» **Objectif**: Poursuivez, s'il vous plaît, le texte sur les haricots, les légumineuses et les prochaines récoltes à partir de sa dernière phrase.

» **Passage du texte**:
________________________________________

Jean explique d’ailleurs que là, il ne s’est même pas agi d’hybrider manuellement mais de « laisser faire » : cultiver ensemble de nombreuses variétés différentes de haricots et laisser les hybridations se faire « toutes seules » (vent, insectes pollinisateurs). Ensuite, on observe les résultats et on sélectionne parmi les nouvelles variétés ainsi produites celle qui s’avère conforme au but recherché (ici, floraison groupée) puis on ressème la nouvelle plante et on la multiplie.

Haricots, fèves etc

Revenons à nos haricots « Bonduelle ». Pourquoi les couper au sécateur ?? Pourquoi ne pas tout simplement les arracher ? C’est que, « Bonduelle » ou pas, le haricot est une légumineuse (famille des pois…).

Et les légumineuses ont une particularité intéressante pour le sol : leurs racines présentent des nodosités riches en azote, parfois visibles à l’œil nu (ci-contre sur une racine de haricot, les nodosités sont les petites boules rosâtres que l’on distingue au milieu de l’image).

L’intérêt est donc de laisser les racines et leurs nodosités se décomposer lentement dans le sol afin de lui restituer l’azote. Azote qui sera alors disponible et utilisable par les cultures suivantes et aidera à leur bon développement.

Même chose au printemps dernier. Si vous vous souvenez bien, nous avons eu dans nos paniers des fèves. La fève fait elle aussi partie de la famille des légumineuses. Une fois la récolte terminée, Jean n’a pas arraché des pieds ; il les a simplement broyés et incorporés aux premiers centimètres du sol. Les prochaines cultures bénéficieront ainsi d’un apport d’azote tout à fait naturel et bio … Et gratuit !

Un grand merci à Jean pour toutes ces explications. Et à la minette, qui a participé au bon déroulement de la récolte en nous soutenant moralement !

Prochaines récoltes et petites pousses

Les haricots, c’est bien beau (et bon) mais cela n’a qu’un temps ! Comme d’ailleurs tous les légumes d’été : tomates, aubergines, poivrons, courgettes, concombres ; les quantités diminuent et ils deviennent plus petits. Et la relève alors ?! Elle arrive : les fenouils ont trouvé le chemin des paniers et les betteraves commencent à faire de même.

Les choux verts et les choux rouges grandissent…

… et nous venons de planter plus de 24 000 jeunes salades (scaroles) qui devraient être prêtes dans environ 2 mois (selon la température, elles pousseront plus ou moins vite).

En plein champ, les poireaux grossissent.

C’est maintenant au fond de la serre que se préparent les futures récoltes d’automne et d’hiver. Une partie de l’espace y est consacrée à la pépinière, là où se passe la première étape de culture : le semis et la germination.

________________________________________

(Éléments d'étiquetage des contours)
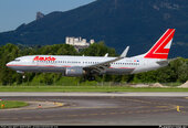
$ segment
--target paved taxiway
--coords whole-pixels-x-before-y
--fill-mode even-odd
[[[109,93],[111,94],[111,93]],[[7,96],[2,99],[58,102],[64,106],[21,110],[0,109],[0,124],[53,125],[188,125],[188,95],[164,93],[163,96],[123,96],[124,93],[61,96]],[[139,94],[139,93],[138,93]],[[147,93],[146,93],[147,94]],[[155,94],[155,93],[154,93]],[[31,95],[31,94],[30,94]],[[125,94],[124,94],[125,95]],[[130,94],[129,94],[130,95]],[[144,95],[144,93],[143,93]],[[180,111],[177,111],[177,106]]]

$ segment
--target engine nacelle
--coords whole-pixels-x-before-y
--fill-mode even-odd
[[[82,76],[83,74],[83,67],[66,67],[65,70],[65,76]]]

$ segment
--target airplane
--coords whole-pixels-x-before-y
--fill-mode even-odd
[[[17,73],[62,73],[63,76],[88,76],[92,79],[103,74],[148,72],[168,65],[174,34],[175,29],[168,29],[147,53],[132,57],[126,57],[127,46],[118,57],[109,57],[108,53],[105,56],[28,55],[9,62],[7,66]]]

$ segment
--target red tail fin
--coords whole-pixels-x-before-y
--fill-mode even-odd
[[[167,60],[174,34],[175,29],[168,29],[144,57]]]

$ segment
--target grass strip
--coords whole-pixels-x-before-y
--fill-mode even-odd
[[[127,86],[0,86],[0,92],[188,92],[178,87],[127,87]]]

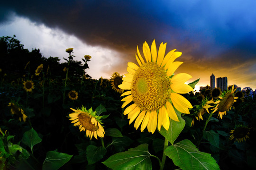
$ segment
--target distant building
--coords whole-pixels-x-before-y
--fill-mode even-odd
[[[210,76],[210,89],[212,90],[215,88],[215,76],[213,75],[213,73]]]
[[[217,78],[217,87],[220,88],[222,91],[228,90],[228,78],[227,77]]]

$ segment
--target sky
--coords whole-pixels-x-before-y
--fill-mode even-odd
[[[228,85],[256,89],[256,1],[9,0],[0,2],[0,36],[15,34],[45,57],[63,57],[73,48],[74,60],[92,57],[87,74],[110,79],[127,73],[128,62],[145,41],[167,52],[182,52],[174,74],[200,78],[227,76]]]

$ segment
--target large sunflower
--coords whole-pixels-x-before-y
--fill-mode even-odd
[[[93,111],[91,108],[87,110],[83,106],[81,109],[70,109],[74,112],[70,113],[69,119],[72,120],[71,123],[74,123],[74,126],[79,126],[80,132],[86,130],[86,136],[89,136],[91,139],[92,136],[96,139],[97,136],[104,137],[105,131],[101,125],[101,117],[96,115],[96,111]]]
[[[27,80],[23,82],[23,88],[27,92],[31,92],[35,88],[34,83],[32,80]]]
[[[213,113],[217,110],[219,111],[219,115],[220,119],[222,119],[223,115],[226,115],[227,111],[229,111],[231,108],[234,102],[237,102],[236,99],[238,97],[234,97],[234,92],[237,89],[234,89],[234,85],[232,86],[232,89],[223,92],[220,96],[218,98],[219,99],[214,104],[217,104],[216,106],[213,108]]]
[[[72,100],[76,100],[78,98],[78,94],[75,90],[71,90],[68,93],[68,96]]]
[[[235,139],[235,141],[238,142],[243,142],[244,140],[246,141],[246,139],[249,138],[248,135],[250,135],[250,128],[243,125],[239,125],[229,132],[232,135],[229,136],[229,139]]]
[[[27,116],[24,113],[24,111],[18,106],[15,105],[13,102],[9,102],[8,104],[8,106],[11,107],[11,113],[12,114],[16,114],[18,116],[18,120],[21,121],[21,118],[23,121],[26,121],[26,119]]]
[[[41,64],[40,65],[38,66],[38,67],[37,67],[37,68],[36,70],[36,71],[35,73],[35,74],[36,75],[36,76],[39,76],[40,73],[41,73],[41,72],[43,70],[43,67],[44,67],[44,65],[43,65],[43,64]]]
[[[166,46],[166,43],[162,42],[157,53],[155,40],[151,50],[145,42],[142,49],[145,60],[137,46],[135,57],[139,66],[128,62],[128,73],[125,75],[122,84],[119,85],[121,89],[128,90],[121,95],[128,95],[121,100],[125,102],[122,108],[132,102],[125,110],[124,114],[128,114],[129,124],[137,118],[134,127],[137,129],[141,124],[141,131],[147,127],[148,131],[153,134],[156,126],[160,130],[162,125],[168,130],[170,126],[169,117],[179,121],[174,106],[184,113],[190,113],[188,109],[192,108],[187,99],[178,94],[193,90],[190,86],[184,84],[192,76],[186,73],[173,76],[183,63],[174,62],[182,52],[173,50],[165,57]]]
[[[112,76],[110,78],[110,83],[112,86],[112,89],[115,90],[116,92],[119,93],[122,93],[124,90],[121,89],[118,86],[119,85],[122,84],[123,80],[123,76],[120,76],[119,73],[115,72],[112,75]]]

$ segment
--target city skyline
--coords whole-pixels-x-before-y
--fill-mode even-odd
[[[229,85],[256,89],[255,1],[1,3],[0,36],[15,34],[25,48],[61,62],[69,48],[75,60],[90,55],[93,78],[126,74],[127,63],[137,63],[137,45],[142,51],[145,41],[151,46],[155,39],[157,49],[167,42],[165,54],[182,52],[176,60],[183,63],[174,74],[191,75],[187,83],[200,78],[196,88],[210,85],[213,73],[227,76]]]

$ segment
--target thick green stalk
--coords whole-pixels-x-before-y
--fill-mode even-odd
[[[163,157],[162,158],[162,162],[161,162],[161,166],[160,170],[164,170],[164,167],[165,167],[165,160],[166,159],[166,155],[165,154],[165,149],[168,147],[168,144],[169,144],[169,141],[165,137],[165,144],[164,145],[164,150],[163,151]]]

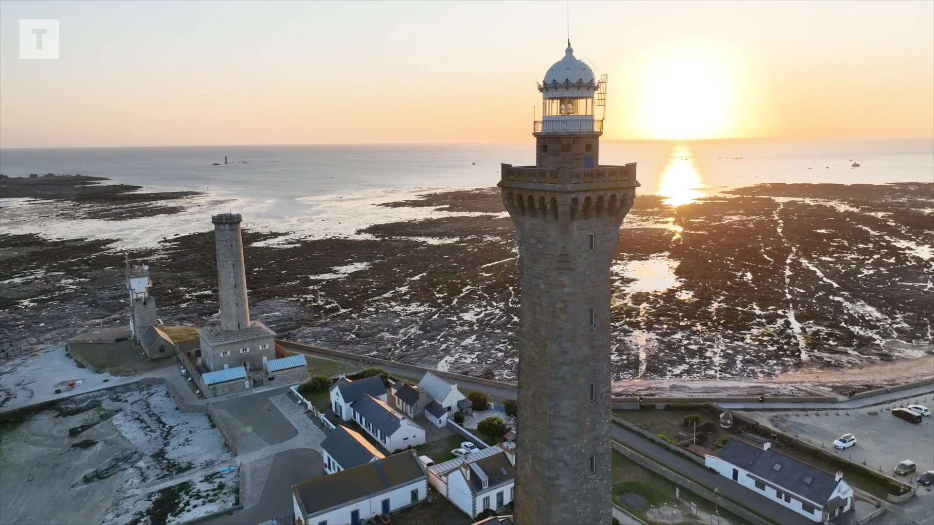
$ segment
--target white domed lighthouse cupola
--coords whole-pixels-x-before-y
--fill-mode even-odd
[[[574,58],[569,41],[564,58],[548,68],[538,91],[542,92],[542,120],[534,122],[532,130],[538,137],[536,163],[550,166],[549,161],[554,161],[556,168],[559,164],[569,168],[598,165],[603,120],[594,117],[594,109],[605,104],[606,75],[597,80],[590,66]],[[554,155],[561,150],[580,154]]]

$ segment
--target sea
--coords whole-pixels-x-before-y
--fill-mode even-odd
[[[760,183],[932,182],[934,139],[602,140],[600,162],[637,163],[642,184],[637,194],[660,194],[681,206]],[[165,203],[181,206],[181,213],[123,220],[82,219],[80,207],[66,201],[0,195],[0,234],[109,238],[125,248],[208,231],[211,214],[234,211],[243,214],[246,227],[287,234],[274,243],[363,237],[358,230],[374,223],[451,213],[375,205],[429,192],[495,186],[502,163],[534,163],[533,145],[5,149],[0,173],[9,177],[80,174],[141,186],[140,192],[202,194]]]

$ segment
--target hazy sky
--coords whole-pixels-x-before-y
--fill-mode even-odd
[[[0,147],[528,141],[565,6],[0,1]],[[932,1],[570,9],[606,138],[934,135]]]

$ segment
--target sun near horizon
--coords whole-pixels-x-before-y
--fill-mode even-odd
[[[553,3],[219,5],[0,3],[0,147],[528,141],[567,37]],[[934,2],[569,7],[604,139],[934,136]]]

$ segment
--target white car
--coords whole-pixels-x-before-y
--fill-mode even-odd
[[[852,433],[844,433],[840,436],[840,439],[833,442],[833,447],[837,450],[842,450],[844,448],[849,448],[856,444],[856,436]]]
[[[931,410],[923,404],[909,404],[908,409],[915,414],[920,414],[922,416],[930,416]]]

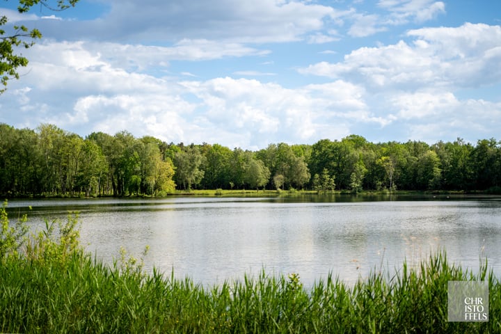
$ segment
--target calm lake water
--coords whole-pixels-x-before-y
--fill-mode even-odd
[[[29,206],[31,209],[29,210]],[[305,285],[329,272],[348,283],[371,271],[395,273],[445,249],[477,271],[481,256],[501,276],[501,198],[434,196],[169,198],[10,200],[11,219],[79,212],[81,241],[110,263],[120,246],[156,267],[204,285],[244,273],[298,273]]]

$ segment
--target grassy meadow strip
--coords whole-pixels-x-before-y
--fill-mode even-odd
[[[145,273],[124,256],[106,266],[78,246],[77,225],[68,221],[29,241],[2,228],[0,332],[501,332],[501,285],[485,262],[474,274],[443,252],[351,286],[329,276],[305,287],[296,274],[262,271],[206,288],[173,273]],[[447,282],[483,280],[488,322],[447,322]]]

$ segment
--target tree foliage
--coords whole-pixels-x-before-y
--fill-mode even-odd
[[[26,13],[38,4],[51,10],[63,10],[74,6],[78,1],[19,0],[17,11]],[[41,38],[42,33],[38,29],[30,30],[24,25],[10,26],[8,17],[0,16],[0,83],[3,86],[0,94],[6,90],[9,80],[19,78],[18,67],[28,65],[28,59],[22,56],[19,49],[30,48]]]
[[[501,192],[501,143],[372,143],[351,135],[256,152],[174,144],[122,131],[83,138],[0,124],[0,195],[164,196],[176,189]]]

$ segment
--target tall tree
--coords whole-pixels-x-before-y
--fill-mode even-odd
[[[192,186],[200,184],[204,175],[201,169],[204,159],[200,149],[194,145],[184,146],[176,152],[174,157],[176,183],[182,185],[184,190],[191,190]]]

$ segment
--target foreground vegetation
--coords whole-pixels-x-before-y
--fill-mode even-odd
[[[161,196],[205,189],[486,191],[501,193],[501,143],[370,143],[351,135],[257,151],[167,143],[125,131],[85,138],[0,124],[0,196]]]
[[[304,287],[294,273],[204,287],[142,271],[125,256],[104,265],[79,245],[77,217],[26,239],[26,218],[0,210],[0,332],[499,333],[501,283],[450,264],[445,253],[352,286],[328,276]],[[123,254],[122,254],[123,255]],[[489,321],[447,321],[449,280],[489,281]]]

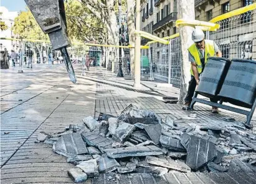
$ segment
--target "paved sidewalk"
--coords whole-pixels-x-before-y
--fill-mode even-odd
[[[163,120],[166,116],[181,118],[190,113],[181,110],[179,105],[161,101],[164,95],[178,97],[176,88],[158,88],[154,82],[141,81],[141,89],[135,89],[132,81],[117,78],[102,68],[92,68],[86,71],[85,76],[80,75],[80,65],[75,66],[75,84],[70,82],[64,64],[52,68],[35,64],[33,69],[25,69],[22,74],[17,72],[17,68],[1,69],[1,183],[73,183],[67,172],[74,166],[67,163],[64,157],[54,153],[52,146],[34,143],[40,131],[61,132],[65,126],[82,123],[83,117],[97,116],[100,112],[117,115],[131,103],[154,110]],[[245,120],[243,115],[224,110],[213,115],[209,107],[197,106],[196,109],[201,120],[197,123],[201,124],[221,120],[223,115],[234,117],[237,121]],[[101,183],[104,180],[100,179],[102,177],[106,175],[93,183]],[[129,179],[126,182],[220,183],[205,183],[211,180],[201,174],[166,176],[165,180],[159,180],[151,175],[143,179],[137,177],[141,177],[140,182],[129,183]],[[170,177],[179,182],[173,183]],[[88,180],[87,183],[91,182]]]

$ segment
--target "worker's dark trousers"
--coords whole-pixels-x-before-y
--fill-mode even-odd
[[[192,98],[193,97],[194,94],[196,90],[196,79],[193,76],[191,76],[191,79],[189,83],[189,89],[187,90],[187,94],[186,96],[185,102],[191,102]],[[210,99],[211,102],[217,102],[217,100],[215,99]]]

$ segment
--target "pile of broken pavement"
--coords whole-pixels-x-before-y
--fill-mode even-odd
[[[83,121],[37,138],[76,165],[68,174],[77,183],[99,173],[110,173],[107,179],[115,180],[126,173],[224,172],[241,164],[256,172],[256,135],[237,122],[226,127],[169,118],[163,122],[131,104],[118,117],[100,113],[97,120]]]

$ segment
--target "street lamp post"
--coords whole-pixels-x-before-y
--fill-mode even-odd
[[[119,7],[119,45],[122,45],[120,36],[121,35],[121,1],[118,1],[118,7]],[[119,68],[118,73],[117,74],[117,77],[123,77],[123,70],[122,70],[122,57],[121,57],[122,48],[119,48]]]

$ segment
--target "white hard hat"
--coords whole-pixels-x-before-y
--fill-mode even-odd
[[[204,38],[204,33],[200,28],[196,28],[192,32],[192,40],[194,42],[202,41]]]

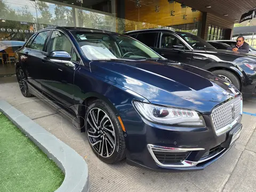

________________________________________

» **Résultat**:
Actuellement nous trouvons dans la pépinière nos futurs légumes d’automne : blettes à cardes, mâche, salades scaroles, persil.

La plantation des salades, de la mâche et du persil sera achevée cette dernière semaine de septembre.

A semer, toujours dans la serre : de la salade et de la mâche toujours (Jean fait régulièrement des semis pour avoir une récolte qui s’étale sur plusieurs mois), du chou chinois Pak Choi, du chou rave, des épinards.

Et dans les champs…

En extérieur, la pluie ayant fait son grand retour, Jean va pouvoir semer les navets et les radis noirs.

Les carottes et les céleris semés au mois de juin avaient bien levé (ils sont sortis de terre) mais faute de pluie, ils n’ont pas pu se développer, le sol était trop dur. Nous allons voir si la pluie permet au sol de retrouver suffisamment de souplesse pour que les plants (ceux qui n’auront pas séché entre temps) se mettent à pousser.

Par ailleurs, la récolte des oignons et des pommes de terre est terminée ; nous avons sorti de terre 3 tonnes d’oignons et 8 tonnes de pommes de terre qui seront distribués tout au long de l’automne-hiver. Sur 5 000 m², cela représente un bon rendement. Mais là encore, le travail a été rendu difficile par l’état du sol dû à la sécheresse.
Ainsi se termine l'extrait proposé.